(Data shown)

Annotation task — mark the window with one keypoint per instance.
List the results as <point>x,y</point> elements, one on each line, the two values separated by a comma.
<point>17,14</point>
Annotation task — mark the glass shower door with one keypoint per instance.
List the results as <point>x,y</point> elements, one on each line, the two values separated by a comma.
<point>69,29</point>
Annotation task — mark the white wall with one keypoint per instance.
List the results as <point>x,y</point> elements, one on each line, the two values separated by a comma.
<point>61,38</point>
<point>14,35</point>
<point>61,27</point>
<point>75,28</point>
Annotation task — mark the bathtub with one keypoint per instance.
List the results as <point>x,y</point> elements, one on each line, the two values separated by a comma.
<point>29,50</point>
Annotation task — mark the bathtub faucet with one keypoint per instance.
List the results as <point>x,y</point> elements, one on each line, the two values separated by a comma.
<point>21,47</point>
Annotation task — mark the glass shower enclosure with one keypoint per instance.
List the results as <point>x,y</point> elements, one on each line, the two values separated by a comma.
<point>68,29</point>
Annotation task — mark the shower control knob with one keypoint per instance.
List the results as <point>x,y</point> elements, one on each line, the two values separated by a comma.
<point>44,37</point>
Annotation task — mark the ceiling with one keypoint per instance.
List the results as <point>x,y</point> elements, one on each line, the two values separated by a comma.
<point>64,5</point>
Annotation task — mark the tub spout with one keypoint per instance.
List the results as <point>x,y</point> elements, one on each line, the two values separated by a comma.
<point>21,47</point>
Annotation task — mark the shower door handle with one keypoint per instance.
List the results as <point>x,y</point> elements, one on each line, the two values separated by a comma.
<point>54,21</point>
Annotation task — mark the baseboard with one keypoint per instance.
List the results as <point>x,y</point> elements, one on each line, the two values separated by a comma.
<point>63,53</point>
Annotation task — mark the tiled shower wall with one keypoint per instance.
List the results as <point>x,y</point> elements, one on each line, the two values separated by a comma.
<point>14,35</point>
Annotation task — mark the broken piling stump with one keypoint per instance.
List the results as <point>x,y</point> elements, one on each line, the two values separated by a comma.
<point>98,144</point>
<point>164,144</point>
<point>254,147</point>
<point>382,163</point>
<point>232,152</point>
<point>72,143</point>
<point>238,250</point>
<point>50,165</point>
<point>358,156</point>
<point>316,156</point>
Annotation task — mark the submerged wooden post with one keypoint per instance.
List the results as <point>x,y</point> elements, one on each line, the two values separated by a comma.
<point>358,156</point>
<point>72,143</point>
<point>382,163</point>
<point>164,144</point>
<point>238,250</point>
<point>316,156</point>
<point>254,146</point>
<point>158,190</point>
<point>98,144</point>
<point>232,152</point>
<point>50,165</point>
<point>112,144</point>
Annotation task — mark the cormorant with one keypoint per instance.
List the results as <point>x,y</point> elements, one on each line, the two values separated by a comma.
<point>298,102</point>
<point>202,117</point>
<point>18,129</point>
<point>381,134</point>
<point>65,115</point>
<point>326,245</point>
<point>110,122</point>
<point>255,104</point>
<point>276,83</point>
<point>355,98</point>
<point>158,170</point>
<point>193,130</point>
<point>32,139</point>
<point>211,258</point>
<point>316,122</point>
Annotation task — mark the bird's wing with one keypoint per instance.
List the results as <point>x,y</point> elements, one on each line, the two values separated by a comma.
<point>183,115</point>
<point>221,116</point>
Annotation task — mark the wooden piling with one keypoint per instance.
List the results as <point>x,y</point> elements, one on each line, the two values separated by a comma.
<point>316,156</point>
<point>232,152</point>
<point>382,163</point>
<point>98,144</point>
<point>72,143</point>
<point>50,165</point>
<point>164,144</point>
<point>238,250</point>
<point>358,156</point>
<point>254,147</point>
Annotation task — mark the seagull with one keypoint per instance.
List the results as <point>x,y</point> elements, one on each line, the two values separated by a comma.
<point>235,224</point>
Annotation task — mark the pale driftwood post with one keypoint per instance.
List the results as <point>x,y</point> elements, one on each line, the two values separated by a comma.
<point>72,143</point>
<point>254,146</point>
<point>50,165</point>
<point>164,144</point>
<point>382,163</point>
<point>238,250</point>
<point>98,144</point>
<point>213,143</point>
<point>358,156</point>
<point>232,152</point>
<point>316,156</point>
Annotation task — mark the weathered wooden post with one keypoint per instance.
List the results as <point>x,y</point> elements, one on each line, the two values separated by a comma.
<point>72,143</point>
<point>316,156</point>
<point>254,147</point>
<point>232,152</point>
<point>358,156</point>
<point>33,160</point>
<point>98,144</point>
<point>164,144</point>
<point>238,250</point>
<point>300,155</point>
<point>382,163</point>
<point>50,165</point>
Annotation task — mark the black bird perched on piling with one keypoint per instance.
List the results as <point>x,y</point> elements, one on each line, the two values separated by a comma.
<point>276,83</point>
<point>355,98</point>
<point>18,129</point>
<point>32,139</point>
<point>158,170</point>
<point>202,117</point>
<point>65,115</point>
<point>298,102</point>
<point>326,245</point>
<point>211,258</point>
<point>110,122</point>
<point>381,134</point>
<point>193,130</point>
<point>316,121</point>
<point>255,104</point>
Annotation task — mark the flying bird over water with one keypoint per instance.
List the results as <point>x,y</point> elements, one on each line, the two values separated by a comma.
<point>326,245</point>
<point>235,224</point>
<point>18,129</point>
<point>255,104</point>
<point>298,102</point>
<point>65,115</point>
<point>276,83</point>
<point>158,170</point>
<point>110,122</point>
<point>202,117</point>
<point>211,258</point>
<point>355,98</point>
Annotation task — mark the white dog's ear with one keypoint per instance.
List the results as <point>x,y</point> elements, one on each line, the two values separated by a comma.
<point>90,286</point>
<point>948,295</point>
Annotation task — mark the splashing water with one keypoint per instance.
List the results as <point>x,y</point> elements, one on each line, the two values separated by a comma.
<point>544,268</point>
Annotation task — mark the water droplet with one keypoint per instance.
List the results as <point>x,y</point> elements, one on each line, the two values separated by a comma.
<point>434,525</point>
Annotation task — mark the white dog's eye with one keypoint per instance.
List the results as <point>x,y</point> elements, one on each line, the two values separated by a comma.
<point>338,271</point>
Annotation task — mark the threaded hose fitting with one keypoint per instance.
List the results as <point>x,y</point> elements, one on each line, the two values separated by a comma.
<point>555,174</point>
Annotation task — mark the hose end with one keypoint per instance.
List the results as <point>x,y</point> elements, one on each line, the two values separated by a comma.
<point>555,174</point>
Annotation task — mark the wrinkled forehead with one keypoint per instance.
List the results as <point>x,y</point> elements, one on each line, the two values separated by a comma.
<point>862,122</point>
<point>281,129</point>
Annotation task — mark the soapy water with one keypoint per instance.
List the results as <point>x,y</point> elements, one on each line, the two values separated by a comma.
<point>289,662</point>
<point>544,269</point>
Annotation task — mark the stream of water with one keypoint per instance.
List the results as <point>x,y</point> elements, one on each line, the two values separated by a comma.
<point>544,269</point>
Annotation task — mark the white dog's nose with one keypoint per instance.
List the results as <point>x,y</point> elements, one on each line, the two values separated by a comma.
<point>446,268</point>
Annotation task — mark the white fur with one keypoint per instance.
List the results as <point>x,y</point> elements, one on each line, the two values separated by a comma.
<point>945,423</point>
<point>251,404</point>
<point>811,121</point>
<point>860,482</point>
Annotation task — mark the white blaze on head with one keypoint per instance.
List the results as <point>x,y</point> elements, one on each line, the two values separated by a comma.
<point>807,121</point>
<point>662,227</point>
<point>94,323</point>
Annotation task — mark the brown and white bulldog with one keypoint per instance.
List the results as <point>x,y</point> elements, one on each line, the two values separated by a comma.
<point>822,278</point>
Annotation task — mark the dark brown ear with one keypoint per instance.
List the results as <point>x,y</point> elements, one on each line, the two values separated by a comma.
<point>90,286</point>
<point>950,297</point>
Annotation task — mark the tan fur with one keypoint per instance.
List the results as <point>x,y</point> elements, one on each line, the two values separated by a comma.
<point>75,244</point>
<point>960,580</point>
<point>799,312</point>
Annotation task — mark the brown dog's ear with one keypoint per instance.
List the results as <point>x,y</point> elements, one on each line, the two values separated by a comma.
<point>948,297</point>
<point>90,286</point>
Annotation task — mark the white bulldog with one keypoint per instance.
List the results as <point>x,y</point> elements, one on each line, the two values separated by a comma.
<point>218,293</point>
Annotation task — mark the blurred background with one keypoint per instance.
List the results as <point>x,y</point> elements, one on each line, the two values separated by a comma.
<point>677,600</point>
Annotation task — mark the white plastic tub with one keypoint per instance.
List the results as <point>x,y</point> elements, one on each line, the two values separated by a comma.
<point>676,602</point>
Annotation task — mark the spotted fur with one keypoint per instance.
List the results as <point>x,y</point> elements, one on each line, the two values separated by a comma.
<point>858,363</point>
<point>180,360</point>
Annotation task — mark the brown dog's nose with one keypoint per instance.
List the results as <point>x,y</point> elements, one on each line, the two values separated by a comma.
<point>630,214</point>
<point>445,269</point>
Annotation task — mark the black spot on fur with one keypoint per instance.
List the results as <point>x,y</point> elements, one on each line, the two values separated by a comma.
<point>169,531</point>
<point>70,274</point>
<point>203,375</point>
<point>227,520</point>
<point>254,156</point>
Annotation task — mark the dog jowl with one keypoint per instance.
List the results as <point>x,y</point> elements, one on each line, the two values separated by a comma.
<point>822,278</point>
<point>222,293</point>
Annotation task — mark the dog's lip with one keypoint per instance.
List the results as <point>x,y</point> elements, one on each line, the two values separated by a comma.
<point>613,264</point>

(End Data shown)

Exercise brief =
Wherever a line of the records above contains the string "water", copy that line out.

Task result =
Annotation task — mark the flying bird over water with one keypoint per instance.
Annotation task — mark the splashing water with one keypoint per instance.
Annotation task — mark the water droplet with one keypoint per instance.
Annotation task — mark the soapy water with one keypoint per instance.
Annotation task — mark the stream of water with one keypoint per instance.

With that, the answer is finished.